◆ **What you need to do**
An exact copy of every entry below is needed.

Records from a data collection:
Segment Open
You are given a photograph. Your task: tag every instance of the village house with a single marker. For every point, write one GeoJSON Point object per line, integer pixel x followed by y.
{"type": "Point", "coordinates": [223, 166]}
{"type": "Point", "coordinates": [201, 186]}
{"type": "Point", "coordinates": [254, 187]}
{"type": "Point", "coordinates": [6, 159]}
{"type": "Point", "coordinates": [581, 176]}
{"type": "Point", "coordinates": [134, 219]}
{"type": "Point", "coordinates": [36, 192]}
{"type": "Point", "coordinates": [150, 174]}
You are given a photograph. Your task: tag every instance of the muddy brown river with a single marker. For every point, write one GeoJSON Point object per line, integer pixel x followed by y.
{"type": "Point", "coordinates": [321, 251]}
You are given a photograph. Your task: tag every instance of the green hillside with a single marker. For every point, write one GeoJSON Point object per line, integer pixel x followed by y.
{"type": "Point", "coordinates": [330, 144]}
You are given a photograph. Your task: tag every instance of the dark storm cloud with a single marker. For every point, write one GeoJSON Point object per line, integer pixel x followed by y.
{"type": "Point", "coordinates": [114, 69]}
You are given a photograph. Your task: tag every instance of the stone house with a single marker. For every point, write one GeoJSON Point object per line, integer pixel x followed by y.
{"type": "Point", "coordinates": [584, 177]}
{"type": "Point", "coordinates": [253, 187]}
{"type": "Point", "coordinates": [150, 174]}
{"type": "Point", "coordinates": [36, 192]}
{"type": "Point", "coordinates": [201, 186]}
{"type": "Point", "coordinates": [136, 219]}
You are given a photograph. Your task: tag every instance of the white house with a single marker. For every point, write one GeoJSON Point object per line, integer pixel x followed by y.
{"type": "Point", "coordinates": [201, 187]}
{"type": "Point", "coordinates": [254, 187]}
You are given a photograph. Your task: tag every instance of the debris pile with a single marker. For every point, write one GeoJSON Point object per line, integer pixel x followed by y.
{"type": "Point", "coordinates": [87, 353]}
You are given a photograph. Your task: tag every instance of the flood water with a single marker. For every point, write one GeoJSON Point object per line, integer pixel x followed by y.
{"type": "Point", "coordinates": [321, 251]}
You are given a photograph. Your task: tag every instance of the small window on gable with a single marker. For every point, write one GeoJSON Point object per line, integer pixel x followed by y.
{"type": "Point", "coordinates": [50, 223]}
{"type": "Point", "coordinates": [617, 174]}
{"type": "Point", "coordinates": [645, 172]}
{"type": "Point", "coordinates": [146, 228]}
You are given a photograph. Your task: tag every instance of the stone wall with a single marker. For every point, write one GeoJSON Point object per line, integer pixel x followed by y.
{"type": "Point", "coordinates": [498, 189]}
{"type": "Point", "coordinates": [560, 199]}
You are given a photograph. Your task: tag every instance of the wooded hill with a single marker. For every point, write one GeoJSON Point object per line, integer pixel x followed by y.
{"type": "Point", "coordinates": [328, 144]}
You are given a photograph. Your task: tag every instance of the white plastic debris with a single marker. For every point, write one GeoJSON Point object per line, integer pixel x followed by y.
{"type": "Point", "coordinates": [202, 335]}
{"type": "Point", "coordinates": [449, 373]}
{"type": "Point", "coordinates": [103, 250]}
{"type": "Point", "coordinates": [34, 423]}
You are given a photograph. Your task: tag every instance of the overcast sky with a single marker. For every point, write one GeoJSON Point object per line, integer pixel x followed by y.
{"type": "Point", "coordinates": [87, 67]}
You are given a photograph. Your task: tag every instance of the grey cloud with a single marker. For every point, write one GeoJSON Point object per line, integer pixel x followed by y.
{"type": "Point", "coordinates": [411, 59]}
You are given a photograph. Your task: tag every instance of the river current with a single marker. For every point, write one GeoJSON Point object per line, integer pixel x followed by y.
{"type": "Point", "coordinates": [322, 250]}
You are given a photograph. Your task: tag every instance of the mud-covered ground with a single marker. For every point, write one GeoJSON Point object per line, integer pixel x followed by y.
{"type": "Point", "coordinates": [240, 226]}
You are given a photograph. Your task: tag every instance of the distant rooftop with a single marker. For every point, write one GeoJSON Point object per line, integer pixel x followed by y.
Segment Closed
◆ **Task result**
You are given a photograph. Your task: tag every instance of the village house with a single marker. For every point, write one GeoJSON Point object per line, integer pixel x followed by y.
{"type": "Point", "coordinates": [223, 166]}
{"type": "Point", "coordinates": [201, 186]}
{"type": "Point", "coordinates": [254, 187]}
{"type": "Point", "coordinates": [6, 159]}
{"type": "Point", "coordinates": [581, 176]}
{"type": "Point", "coordinates": [134, 219]}
{"type": "Point", "coordinates": [36, 192]}
{"type": "Point", "coordinates": [150, 174]}
You are given a photograph. Your task: tag every instance of the muddy brown river with a single marker. For every point, write one GeoJSON Point object per line, integer pixel x followed by y.
{"type": "Point", "coordinates": [321, 251]}
You are given a photograph. Your task: tag every instance of the green hillside with a single marker. For every point, write one GeoJSON Point object per line, integer pixel x followed by y.
{"type": "Point", "coordinates": [330, 144]}
You are given a photograph. Your task: tag every instance of the dark storm cloud with a single marker. For every point, write one GeoJSON Point object per line, integer pixel x followed by y.
{"type": "Point", "coordinates": [114, 69]}
You are given a photograph. Your task: tag every instance of the stone house with a single marker. For every point, write one GeoJSON Point object per line, integer pixel x followed by y.
{"type": "Point", "coordinates": [584, 177]}
{"type": "Point", "coordinates": [253, 187]}
{"type": "Point", "coordinates": [150, 174]}
{"type": "Point", "coordinates": [36, 192]}
{"type": "Point", "coordinates": [201, 186]}
{"type": "Point", "coordinates": [136, 219]}
You are given a photograph. Your task: tag every instance of the white house with a single marker. For every point, write one GeoJSON Point object per line, integer pixel x followed by y.
{"type": "Point", "coordinates": [201, 187]}
{"type": "Point", "coordinates": [254, 187]}
You are given a photograph. Your task: tag every instance of the debris pile with a single marker. For every point, write one GeoJSON Point object per line, integer pixel x followed by y.
{"type": "Point", "coordinates": [87, 353]}
You are given a photograph. Your task: tag every instance of the flood water with a single marker. For every point, write one GeoJSON Point object per line, integer pixel x followed by y.
{"type": "Point", "coordinates": [321, 251]}
You are given a photograph. Your task: tag every instance of the small window on gable with a single marker. For every point, write one GeoJSON Point object per line, integer pixel x followed by y.
{"type": "Point", "coordinates": [50, 223]}
{"type": "Point", "coordinates": [617, 174]}
{"type": "Point", "coordinates": [645, 172]}
{"type": "Point", "coordinates": [146, 228]}
You are given a photograph. Your task: tag every instance of the stone wall with a single marker. For every point, write one GeoJSON Point object per line, integer pixel x followed by y.
{"type": "Point", "coordinates": [498, 189]}
{"type": "Point", "coordinates": [560, 199]}
You are given a photograph. Your task: tag every instance of the wooded hill with a single marker. For every point, write one GeoJSON Point object per line, integer pixel x followed by y.
{"type": "Point", "coordinates": [328, 144]}
You are given a photograph. Your task: tag every instance of the white plastic debris with a single marker. For every point, write one GeoJSON Point object per line, integer pixel x followed by y.
{"type": "Point", "coordinates": [202, 335]}
{"type": "Point", "coordinates": [449, 373]}
{"type": "Point", "coordinates": [103, 250]}
{"type": "Point", "coordinates": [34, 423]}
You are given a photograph. Your task: tag every instance of the overcast sky with a single marker. For every point, write one GeoJSON Point object per line, integer pixel x followed by y.
{"type": "Point", "coordinates": [87, 67]}
You are given a photograph. Your task: tag every instance of the grey cloud with a single marker. For every point, write one GeoJSON Point object per line, integer pixel x followed by y.
{"type": "Point", "coordinates": [411, 59]}
You are given a photograph. Your task: tag every instance of the river current with a single marker. For every point, write one GeoJSON Point object per line, integer pixel x followed by y.
{"type": "Point", "coordinates": [322, 250]}
You are given a photograph. Your task: tag every instance of the mud-covered ground with a single marker. For every point, write one GeoJSON Point object per line, integer pixel x followed by y.
{"type": "Point", "coordinates": [240, 226]}
You are given a photograph. Your task: tag every instance of the distant rooftop with a single marker. For every point, write one GeoJSON Point object per line, integer pixel x followed by y.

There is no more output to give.